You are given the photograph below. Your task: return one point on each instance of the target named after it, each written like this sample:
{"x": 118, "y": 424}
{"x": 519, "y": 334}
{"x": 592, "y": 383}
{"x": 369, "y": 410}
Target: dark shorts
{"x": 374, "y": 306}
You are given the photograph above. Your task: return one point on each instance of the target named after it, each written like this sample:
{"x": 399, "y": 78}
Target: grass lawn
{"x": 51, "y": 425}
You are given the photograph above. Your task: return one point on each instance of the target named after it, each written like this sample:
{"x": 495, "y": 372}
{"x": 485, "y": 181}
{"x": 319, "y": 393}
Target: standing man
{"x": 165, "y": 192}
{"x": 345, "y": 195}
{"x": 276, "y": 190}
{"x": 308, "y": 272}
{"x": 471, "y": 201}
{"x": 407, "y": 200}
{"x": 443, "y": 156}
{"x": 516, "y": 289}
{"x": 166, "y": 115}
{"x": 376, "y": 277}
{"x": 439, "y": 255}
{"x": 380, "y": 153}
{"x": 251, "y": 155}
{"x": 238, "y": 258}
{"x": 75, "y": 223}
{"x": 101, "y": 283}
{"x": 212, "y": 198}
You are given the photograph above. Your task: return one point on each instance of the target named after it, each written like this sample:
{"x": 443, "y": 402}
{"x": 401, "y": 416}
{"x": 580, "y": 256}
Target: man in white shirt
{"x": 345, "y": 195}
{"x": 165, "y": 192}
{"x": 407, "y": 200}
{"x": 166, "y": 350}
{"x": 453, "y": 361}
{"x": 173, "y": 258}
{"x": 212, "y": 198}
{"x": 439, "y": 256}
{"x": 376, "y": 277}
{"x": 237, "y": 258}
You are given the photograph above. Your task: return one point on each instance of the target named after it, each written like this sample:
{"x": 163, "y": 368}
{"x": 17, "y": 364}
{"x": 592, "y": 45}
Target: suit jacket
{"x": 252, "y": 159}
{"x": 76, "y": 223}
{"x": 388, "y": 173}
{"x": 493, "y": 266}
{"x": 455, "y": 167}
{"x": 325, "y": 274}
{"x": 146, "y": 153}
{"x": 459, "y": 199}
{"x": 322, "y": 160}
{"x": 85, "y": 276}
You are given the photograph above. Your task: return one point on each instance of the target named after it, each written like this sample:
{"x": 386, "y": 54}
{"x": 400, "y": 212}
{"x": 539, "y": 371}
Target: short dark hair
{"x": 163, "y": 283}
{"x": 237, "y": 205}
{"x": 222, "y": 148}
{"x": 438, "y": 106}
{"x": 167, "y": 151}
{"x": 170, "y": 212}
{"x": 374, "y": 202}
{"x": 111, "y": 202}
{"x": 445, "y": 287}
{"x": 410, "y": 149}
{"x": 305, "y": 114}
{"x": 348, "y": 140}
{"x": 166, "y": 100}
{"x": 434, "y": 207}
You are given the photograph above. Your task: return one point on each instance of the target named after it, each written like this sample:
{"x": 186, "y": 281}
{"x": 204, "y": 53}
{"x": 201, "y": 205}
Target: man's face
= = = =
What you need to do: Exactly as they appear above, write out the line containing "Target: standing man" and each line that comes after it in the records.

Result for this task:
Target: standing man
{"x": 165, "y": 192}
{"x": 345, "y": 195}
{"x": 276, "y": 190}
{"x": 308, "y": 272}
{"x": 471, "y": 201}
{"x": 407, "y": 200}
{"x": 443, "y": 156}
{"x": 516, "y": 289}
{"x": 166, "y": 115}
{"x": 376, "y": 277}
{"x": 439, "y": 255}
{"x": 380, "y": 153}
{"x": 251, "y": 155}
{"x": 238, "y": 258}
{"x": 75, "y": 223}
{"x": 101, "y": 283}
{"x": 212, "y": 198}
You are given the photograph above. Your task: return one point on each instance of the target named after it, each written like this sample:
{"x": 443, "y": 402}
{"x": 401, "y": 416}
{"x": 580, "y": 256}
Target: man in white shirt
{"x": 345, "y": 195}
{"x": 165, "y": 192}
{"x": 407, "y": 200}
{"x": 166, "y": 350}
{"x": 453, "y": 361}
{"x": 173, "y": 258}
{"x": 212, "y": 198}
{"x": 439, "y": 256}
{"x": 376, "y": 277}
{"x": 237, "y": 258}
You are given the photograph above. Your task: return one point on each instance of the target named after it, each written like this sample:
{"x": 163, "y": 368}
{"x": 17, "y": 364}
{"x": 592, "y": 45}
Target: suit jacket
{"x": 252, "y": 159}
{"x": 76, "y": 223}
{"x": 388, "y": 173}
{"x": 493, "y": 266}
{"x": 455, "y": 167}
{"x": 325, "y": 274}
{"x": 146, "y": 153}
{"x": 459, "y": 199}
{"x": 322, "y": 160}
{"x": 85, "y": 276}
You are given the photograph above. Your task: return one point on each instance of the target named after it, each written like this sample:
{"x": 386, "y": 54}
{"x": 400, "y": 212}
{"x": 539, "y": 371}
Target: short dark hair
{"x": 163, "y": 283}
{"x": 237, "y": 205}
{"x": 222, "y": 148}
{"x": 438, "y": 106}
{"x": 167, "y": 151}
{"x": 170, "y": 212}
{"x": 374, "y": 202}
{"x": 111, "y": 202}
{"x": 445, "y": 287}
{"x": 410, "y": 149}
{"x": 305, "y": 114}
{"x": 348, "y": 140}
{"x": 166, "y": 100}
{"x": 434, "y": 207}
You are given the photograph above. Your task: return one point on each instance of the target named after it, each written like this sample:
{"x": 186, "y": 281}
{"x": 204, "y": 53}
{"x": 201, "y": 205}
Target: man's face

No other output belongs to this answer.